++++ EXERCISE DATA

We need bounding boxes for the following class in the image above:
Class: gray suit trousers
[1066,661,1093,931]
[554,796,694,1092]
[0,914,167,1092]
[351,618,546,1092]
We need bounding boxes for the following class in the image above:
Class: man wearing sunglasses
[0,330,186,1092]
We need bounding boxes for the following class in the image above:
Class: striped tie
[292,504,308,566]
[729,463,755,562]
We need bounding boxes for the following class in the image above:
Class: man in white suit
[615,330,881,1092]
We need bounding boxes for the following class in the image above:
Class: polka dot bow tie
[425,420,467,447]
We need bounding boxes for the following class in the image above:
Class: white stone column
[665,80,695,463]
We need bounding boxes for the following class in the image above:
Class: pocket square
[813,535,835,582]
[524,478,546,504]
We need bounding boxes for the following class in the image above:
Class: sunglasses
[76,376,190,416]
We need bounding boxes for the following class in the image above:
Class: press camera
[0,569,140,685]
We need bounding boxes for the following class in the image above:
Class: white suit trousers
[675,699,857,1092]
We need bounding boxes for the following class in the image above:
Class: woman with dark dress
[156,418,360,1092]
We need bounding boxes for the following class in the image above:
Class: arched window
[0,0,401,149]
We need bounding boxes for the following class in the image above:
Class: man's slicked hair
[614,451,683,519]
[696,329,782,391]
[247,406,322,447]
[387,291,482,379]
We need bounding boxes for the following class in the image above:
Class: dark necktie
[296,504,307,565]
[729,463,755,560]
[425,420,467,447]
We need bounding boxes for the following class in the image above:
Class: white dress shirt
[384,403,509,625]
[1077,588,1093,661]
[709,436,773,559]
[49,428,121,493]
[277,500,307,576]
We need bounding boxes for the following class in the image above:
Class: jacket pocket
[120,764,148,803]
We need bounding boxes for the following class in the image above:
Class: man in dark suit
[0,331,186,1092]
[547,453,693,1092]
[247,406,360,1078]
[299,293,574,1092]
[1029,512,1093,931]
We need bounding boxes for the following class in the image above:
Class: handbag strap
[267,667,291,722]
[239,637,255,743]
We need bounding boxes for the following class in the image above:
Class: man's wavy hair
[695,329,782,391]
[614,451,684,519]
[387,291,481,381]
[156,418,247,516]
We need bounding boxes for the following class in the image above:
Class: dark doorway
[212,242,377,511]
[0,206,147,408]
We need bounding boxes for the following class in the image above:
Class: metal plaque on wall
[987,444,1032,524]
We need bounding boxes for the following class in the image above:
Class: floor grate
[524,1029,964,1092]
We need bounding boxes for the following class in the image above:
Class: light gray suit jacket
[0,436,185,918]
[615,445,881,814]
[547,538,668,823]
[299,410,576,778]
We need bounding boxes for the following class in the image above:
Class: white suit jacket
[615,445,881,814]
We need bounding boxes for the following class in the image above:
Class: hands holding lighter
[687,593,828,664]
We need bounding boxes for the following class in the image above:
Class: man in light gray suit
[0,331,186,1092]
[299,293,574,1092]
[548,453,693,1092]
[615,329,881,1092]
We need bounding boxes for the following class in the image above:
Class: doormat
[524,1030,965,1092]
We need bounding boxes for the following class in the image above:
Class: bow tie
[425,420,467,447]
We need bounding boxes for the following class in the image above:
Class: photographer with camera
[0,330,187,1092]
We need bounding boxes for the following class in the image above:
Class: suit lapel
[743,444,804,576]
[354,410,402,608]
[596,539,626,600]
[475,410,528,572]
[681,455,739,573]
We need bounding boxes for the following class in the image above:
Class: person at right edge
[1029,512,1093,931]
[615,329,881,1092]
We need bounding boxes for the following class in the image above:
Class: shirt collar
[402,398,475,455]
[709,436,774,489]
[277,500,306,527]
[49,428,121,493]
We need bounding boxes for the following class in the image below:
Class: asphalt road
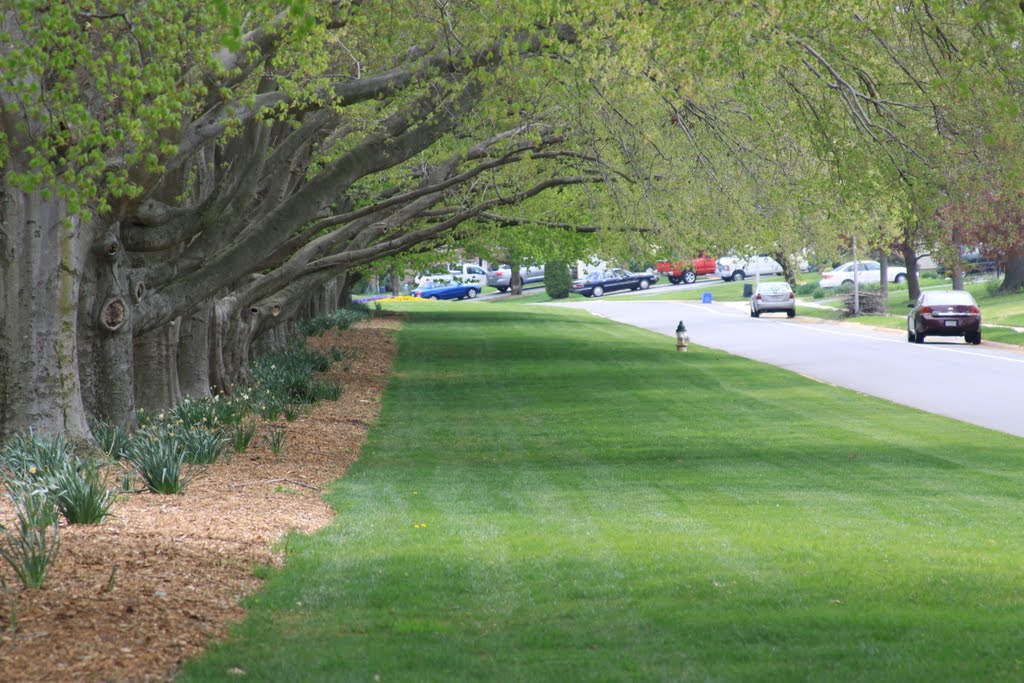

++++++++

Rewrite every line of the items above as a numbered list, skipping blank lines and leaving the pictures out.

**ANSWER FOR THE TASK:**
1. We need bounding boxes for the following class in the image above:
2. Class: gray suit trousers
3. [1066,661,1093,931]
4. [554,796,694,1092]
5. [0,914,167,1092]
6. [351,618,546,1092]
7. We need bounding boxes for the following class in the image above:
8. Class: man wearing sunglasses
9. [0,330,186,1092]
10. We need bounding boxes for the following class in the image above:
11. Class: striped tie
12. [292,504,308,566]
13. [729,463,755,562]
14. We need bounding boxes for the following class in the image above:
15. Class: man in white suit
16. [615,330,881,1092]
17. We need bounding boxes for the following class in the image above:
18. Class: polka dot bow tie
19. [425,420,467,447]
20. We need bounding boxes for the following class in the image above:
21. Class: white stone column
22. [665,80,695,463]
23. We need bounding boxes for the following class in the image above:
24. Class: pocket square
25. [813,535,835,582]
26. [524,478,546,504]
27. We need bounding boxes for the following class in the image above:
28. Class: sunglasses
29. [76,376,190,416]
30. We need bounding boxes for the following class in the image above:
31. Class: press camera
32. [0,569,140,685]
33. We need bounding boxes for the following class in the image above:
34. Class: white suit trousers
35. [675,699,857,1092]
36. We need bounding boxes for the following class in the image above:
37. Class: woman with dark dress
38. [156,418,360,1092]
39. We need bounding boxes for the following class in the image above:
40. Class: arched window
41. [0,0,401,149]
42. We need bounding boxes for the following class in the image above:
43. Class: man's slicked hair
44. [614,451,683,519]
45. [696,329,782,391]
46. [247,406,322,447]
47. [387,291,482,379]
48. We need bounding boxes for the following class in the image above:
49. Class: dark necktie
50. [296,504,307,565]
51. [729,463,755,560]
52. [425,420,467,447]
53. We need bounding boxes for the following class in the image above:
54. Class: white dress shirt
55. [384,403,509,625]
56. [1077,588,1093,661]
57. [709,436,773,559]
58. [49,428,121,493]
59. [277,500,307,576]
60. We need bounding boxes for the following class in the image above:
61. Class: jacket pocket
62. [120,764,148,803]
63. We need bounding boxes for the following class in the image above:
64. Class: man in dark suit
65. [0,331,186,1092]
66. [547,453,693,1092]
67. [247,406,360,1078]
68. [299,293,574,1092]
69. [1029,512,1093,931]
70. We need bounding boxes for the following class in the image above:
71. Class: handbag strap
72. [267,667,291,722]
73. [239,637,255,743]
74. We need bounding boxes for the following class in the image above:
75. Class: man's wavy hair
76. [695,329,782,391]
77. [614,451,684,519]
78. [387,291,481,381]
79. [156,418,247,516]
80. We need bounding boxes for the following class in the image above:
81. Class: dark doorway
82. [212,242,377,511]
83. [0,206,147,408]
84. We need bounding boxes for the following class in the image above:
85. Class: metal plaque on wall
86. [987,444,1032,524]
87. We need bounding boxes for the following class in the image above:
88. Class: floor grate
89. [524,1029,964,1092]
90. We need bounding boxes for the following class in the image above:
91. Class: light gray suit jacket
92. [0,436,185,918]
93. [615,445,881,814]
94. [547,538,668,823]
95. [299,410,576,778]
96. We need bounding boxes for the following class in the image above:
97. Class: white suit jacket
98. [615,445,881,814]
99. We need bounding boxes for the following class in the image above:
100. Class: hands holding lighter
101. [687,593,828,664]
102. We need bounding boxes for the following class in the image above:
103. Class: man in light gray suit
104. [0,331,186,1092]
105. [299,293,574,1092]
106. [548,453,693,1092]
107. [615,329,881,1092]
108. We need bounding boxes for the following class in the image above:
109. Class: doormat
110. [524,1030,965,1092]
111. We need bounding boxes for the following class in the image above:
112. Class: bow tie
113. [425,420,467,447]
114. We need bounding boxes for the following class in the image above:
115. Class: photographer with camera
116. [0,330,187,1092]
117. We need bounding boxes for the following class in the image above:
118. Class: suit lapel
119. [743,444,804,576]
120. [354,410,402,608]
121. [596,539,626,600]
122. [475,410,528,572]
123. [681,455,739,573]
124. We need bounding boxes for the following class in the image above:
125. Class: person at right edge
126. [1029,512,1093,931]
127. [615,329,881,1092]
128. We need bounding boxes for the following class in the image above:
129. Class: shirt collar
130. [402,398,475,455]
131. [709,436,774,489]
132. [277,500,306,527]
133. [49,428,121,493]
134. We need bounding boxes for the following class in the image below:
135. Class: asphalt road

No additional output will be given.